TASK TO COMPLETE -
For the material below, output exactly the span from the line with "Target: low garden wall" to the line with "x=648, y=702", including both, and nothing besides.
★ ★ ★
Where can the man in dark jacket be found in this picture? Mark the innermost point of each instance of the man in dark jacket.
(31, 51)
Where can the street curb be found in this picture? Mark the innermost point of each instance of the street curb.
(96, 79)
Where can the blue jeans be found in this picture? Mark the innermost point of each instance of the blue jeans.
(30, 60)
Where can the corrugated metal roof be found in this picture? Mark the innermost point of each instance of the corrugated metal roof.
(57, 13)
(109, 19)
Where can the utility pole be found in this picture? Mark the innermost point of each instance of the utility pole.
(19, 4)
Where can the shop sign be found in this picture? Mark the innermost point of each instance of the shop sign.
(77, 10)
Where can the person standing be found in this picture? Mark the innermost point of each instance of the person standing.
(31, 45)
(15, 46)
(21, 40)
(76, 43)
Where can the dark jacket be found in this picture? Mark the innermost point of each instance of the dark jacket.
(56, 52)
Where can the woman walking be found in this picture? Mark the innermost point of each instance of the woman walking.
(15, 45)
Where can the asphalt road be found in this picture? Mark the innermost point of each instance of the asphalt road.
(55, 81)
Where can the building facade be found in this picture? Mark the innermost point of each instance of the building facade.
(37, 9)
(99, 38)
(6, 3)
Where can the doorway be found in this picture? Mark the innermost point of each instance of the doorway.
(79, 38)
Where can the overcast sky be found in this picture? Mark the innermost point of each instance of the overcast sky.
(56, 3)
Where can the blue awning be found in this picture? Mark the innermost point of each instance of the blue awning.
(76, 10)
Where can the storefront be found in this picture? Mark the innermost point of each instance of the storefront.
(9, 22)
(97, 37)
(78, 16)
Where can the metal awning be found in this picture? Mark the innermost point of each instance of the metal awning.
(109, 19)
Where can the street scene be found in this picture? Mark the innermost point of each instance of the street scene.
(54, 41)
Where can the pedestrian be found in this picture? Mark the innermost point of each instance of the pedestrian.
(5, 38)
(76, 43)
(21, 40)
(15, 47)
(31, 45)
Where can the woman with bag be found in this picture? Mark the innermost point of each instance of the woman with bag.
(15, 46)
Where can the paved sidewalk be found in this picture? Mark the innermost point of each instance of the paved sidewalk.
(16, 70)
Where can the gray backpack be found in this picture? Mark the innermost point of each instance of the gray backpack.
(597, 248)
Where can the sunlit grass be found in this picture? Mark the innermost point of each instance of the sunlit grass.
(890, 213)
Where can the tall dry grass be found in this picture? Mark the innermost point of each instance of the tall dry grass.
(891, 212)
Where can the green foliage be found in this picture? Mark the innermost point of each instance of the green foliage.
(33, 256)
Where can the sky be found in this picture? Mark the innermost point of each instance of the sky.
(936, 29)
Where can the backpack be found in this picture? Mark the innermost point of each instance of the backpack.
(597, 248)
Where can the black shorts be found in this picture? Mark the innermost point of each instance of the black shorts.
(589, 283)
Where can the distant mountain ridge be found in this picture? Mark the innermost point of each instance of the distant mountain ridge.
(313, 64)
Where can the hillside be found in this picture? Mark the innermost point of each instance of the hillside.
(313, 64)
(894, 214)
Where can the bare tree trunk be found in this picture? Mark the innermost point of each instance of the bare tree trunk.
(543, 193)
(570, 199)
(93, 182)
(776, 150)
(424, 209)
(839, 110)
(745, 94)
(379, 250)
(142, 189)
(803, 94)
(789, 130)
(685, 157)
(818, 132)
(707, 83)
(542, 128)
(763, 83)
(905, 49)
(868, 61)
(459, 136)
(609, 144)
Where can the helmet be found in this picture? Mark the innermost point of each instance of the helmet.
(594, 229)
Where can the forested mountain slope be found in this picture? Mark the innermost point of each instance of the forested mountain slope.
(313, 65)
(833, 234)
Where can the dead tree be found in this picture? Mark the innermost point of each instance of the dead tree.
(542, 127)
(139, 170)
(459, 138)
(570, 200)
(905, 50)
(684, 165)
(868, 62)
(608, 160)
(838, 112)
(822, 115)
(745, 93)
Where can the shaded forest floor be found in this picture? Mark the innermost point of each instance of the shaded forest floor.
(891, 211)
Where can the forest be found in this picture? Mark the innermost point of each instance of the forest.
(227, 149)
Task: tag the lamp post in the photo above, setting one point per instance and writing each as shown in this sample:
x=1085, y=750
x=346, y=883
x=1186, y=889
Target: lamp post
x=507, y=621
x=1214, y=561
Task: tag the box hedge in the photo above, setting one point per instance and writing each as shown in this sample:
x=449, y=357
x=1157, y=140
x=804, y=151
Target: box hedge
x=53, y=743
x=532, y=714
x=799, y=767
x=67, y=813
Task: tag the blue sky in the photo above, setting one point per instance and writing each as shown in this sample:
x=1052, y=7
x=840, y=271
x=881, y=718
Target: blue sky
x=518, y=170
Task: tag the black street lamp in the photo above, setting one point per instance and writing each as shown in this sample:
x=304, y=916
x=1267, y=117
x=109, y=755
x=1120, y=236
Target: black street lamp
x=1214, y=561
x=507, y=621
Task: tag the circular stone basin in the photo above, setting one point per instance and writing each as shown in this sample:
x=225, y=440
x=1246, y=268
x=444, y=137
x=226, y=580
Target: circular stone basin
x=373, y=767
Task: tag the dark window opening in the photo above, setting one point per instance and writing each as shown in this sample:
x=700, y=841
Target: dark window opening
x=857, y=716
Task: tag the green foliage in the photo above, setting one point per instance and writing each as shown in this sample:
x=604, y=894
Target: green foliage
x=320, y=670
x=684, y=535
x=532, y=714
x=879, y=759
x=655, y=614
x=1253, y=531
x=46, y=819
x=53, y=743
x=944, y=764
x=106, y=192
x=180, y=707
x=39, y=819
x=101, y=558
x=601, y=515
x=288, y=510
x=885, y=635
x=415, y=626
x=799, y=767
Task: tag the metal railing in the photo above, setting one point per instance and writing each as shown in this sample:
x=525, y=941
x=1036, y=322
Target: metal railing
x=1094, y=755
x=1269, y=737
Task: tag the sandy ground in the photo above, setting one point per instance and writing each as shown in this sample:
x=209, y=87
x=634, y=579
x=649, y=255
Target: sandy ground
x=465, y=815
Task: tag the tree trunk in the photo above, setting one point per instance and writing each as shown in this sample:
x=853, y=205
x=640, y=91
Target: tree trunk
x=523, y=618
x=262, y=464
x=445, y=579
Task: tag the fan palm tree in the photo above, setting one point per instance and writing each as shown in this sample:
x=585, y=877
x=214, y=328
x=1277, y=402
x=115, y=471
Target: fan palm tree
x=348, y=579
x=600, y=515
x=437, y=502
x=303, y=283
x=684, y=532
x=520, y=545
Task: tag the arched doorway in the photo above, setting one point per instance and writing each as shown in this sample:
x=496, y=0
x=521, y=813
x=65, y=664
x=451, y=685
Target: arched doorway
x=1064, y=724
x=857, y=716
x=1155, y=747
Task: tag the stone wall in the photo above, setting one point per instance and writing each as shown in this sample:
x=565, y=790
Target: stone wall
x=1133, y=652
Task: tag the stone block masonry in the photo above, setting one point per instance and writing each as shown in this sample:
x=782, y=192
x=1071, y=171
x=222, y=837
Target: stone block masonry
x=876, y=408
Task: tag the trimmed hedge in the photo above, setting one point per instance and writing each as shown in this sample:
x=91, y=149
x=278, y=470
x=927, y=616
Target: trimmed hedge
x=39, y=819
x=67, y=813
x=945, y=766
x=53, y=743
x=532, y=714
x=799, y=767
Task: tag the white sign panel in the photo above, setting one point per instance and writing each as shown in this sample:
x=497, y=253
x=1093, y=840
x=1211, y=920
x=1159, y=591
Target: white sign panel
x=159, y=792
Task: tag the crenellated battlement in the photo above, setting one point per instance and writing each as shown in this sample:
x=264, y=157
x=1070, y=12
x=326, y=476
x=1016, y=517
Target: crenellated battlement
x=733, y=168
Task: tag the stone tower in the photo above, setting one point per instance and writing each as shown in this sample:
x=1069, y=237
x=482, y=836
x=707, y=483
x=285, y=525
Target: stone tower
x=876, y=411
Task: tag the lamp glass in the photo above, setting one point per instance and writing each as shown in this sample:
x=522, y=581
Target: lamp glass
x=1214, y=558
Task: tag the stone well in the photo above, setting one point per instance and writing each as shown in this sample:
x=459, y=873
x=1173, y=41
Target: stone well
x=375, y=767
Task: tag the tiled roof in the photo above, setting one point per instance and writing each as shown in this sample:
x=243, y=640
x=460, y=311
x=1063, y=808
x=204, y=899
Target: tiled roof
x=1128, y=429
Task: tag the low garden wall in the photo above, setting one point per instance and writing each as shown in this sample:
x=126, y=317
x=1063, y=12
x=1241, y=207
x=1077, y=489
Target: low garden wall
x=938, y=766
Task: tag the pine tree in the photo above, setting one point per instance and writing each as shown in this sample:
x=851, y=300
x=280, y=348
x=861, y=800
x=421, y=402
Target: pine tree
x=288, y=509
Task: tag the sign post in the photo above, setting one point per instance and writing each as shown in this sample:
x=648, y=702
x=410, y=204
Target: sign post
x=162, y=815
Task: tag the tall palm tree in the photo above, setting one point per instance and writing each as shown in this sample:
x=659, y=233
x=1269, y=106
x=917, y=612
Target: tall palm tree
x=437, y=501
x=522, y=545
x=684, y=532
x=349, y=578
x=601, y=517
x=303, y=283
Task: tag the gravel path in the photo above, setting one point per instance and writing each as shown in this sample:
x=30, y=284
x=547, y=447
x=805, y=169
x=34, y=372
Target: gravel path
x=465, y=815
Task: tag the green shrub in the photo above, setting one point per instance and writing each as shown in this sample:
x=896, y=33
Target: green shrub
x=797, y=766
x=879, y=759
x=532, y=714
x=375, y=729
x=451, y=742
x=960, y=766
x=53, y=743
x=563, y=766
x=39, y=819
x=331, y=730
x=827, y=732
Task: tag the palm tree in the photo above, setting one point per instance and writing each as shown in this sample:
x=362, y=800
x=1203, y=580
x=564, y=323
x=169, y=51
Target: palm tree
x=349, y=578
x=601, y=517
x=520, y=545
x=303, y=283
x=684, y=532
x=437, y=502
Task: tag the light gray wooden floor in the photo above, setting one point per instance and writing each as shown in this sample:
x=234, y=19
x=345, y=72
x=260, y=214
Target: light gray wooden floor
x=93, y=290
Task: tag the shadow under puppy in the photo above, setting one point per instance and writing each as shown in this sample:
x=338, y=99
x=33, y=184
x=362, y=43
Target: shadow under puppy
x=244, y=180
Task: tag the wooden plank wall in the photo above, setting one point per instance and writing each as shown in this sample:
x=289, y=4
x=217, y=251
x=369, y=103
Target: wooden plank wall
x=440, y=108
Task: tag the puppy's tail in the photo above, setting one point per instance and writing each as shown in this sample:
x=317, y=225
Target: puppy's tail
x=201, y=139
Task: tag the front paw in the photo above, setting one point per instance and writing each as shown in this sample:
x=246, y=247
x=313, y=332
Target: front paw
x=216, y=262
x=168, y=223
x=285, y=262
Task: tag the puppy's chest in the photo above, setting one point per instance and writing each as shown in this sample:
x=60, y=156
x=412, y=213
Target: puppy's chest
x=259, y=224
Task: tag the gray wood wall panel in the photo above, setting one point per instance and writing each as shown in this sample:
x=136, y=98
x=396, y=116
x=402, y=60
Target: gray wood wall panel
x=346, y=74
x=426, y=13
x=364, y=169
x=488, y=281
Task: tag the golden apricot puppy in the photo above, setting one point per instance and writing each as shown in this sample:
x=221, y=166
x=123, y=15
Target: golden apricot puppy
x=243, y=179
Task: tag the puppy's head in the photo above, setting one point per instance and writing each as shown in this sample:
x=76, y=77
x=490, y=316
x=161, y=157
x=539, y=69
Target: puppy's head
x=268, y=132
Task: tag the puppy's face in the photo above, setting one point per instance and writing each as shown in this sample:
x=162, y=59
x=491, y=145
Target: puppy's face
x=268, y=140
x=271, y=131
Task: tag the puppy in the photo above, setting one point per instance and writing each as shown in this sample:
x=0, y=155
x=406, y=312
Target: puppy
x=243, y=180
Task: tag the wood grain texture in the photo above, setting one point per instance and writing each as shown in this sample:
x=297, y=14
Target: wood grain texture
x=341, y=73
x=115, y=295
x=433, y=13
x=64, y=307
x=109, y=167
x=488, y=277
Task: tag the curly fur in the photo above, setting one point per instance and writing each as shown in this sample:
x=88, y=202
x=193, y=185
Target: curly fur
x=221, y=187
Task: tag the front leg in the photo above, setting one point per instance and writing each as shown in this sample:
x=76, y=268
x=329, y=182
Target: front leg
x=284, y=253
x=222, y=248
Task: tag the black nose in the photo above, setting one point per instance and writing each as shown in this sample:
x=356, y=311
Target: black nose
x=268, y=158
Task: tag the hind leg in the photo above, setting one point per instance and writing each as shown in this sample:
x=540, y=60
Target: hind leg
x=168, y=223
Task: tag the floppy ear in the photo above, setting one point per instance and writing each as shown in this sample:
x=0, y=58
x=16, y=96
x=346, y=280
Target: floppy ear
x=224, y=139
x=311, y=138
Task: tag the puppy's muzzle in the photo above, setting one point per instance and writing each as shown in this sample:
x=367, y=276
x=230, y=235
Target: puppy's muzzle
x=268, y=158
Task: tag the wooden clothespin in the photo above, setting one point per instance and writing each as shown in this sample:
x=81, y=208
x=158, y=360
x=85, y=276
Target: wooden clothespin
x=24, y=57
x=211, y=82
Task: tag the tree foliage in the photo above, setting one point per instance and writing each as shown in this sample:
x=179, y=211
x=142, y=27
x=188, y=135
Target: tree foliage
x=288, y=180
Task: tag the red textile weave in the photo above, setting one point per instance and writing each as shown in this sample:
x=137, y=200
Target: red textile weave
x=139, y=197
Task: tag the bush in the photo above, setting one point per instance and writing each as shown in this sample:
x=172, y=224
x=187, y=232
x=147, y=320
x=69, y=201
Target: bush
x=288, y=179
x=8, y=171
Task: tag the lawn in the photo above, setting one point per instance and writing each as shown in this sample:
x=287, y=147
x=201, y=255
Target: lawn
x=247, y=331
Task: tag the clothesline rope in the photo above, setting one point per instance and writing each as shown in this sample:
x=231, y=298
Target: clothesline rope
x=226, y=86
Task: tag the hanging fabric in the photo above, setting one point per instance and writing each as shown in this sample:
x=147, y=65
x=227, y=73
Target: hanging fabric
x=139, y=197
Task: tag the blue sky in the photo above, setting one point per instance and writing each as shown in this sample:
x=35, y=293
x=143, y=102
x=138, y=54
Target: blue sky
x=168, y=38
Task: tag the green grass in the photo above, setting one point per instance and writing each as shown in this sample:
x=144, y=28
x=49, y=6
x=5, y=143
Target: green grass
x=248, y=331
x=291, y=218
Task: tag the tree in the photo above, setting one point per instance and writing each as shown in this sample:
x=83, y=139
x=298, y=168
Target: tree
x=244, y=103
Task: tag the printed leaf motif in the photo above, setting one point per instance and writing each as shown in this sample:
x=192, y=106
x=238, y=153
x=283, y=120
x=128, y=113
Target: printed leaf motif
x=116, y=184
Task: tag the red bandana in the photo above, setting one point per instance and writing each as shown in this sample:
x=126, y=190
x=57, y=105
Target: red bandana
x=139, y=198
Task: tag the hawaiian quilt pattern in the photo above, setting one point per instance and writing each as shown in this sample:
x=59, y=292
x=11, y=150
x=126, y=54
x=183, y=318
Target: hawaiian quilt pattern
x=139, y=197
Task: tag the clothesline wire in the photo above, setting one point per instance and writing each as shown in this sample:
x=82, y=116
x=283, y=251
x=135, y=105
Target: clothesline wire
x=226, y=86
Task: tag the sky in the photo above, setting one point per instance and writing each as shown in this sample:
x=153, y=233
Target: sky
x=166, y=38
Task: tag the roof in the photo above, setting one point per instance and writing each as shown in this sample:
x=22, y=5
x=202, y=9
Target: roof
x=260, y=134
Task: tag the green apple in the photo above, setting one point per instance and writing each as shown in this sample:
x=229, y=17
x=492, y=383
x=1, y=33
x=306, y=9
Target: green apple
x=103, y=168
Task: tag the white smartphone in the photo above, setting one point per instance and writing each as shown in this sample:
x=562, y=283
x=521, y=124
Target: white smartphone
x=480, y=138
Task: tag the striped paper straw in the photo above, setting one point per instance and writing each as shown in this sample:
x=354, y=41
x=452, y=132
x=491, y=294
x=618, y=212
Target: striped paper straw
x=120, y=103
★ ★ ★
ANSWER SPACE -
Target: low garden wall
x=938, y=766
Task: tag the pine tree in the photo above, setting one point per instance and writing each as shown in this sample:
x=851, y=300
x=280, y=348
x=861, y=800
x=421, y=402
Target: pine tree
x=288, y=509
Task: tag the sign post in the photo above, setting one point per instance and writing each as shown in this sample:
x=648, y=702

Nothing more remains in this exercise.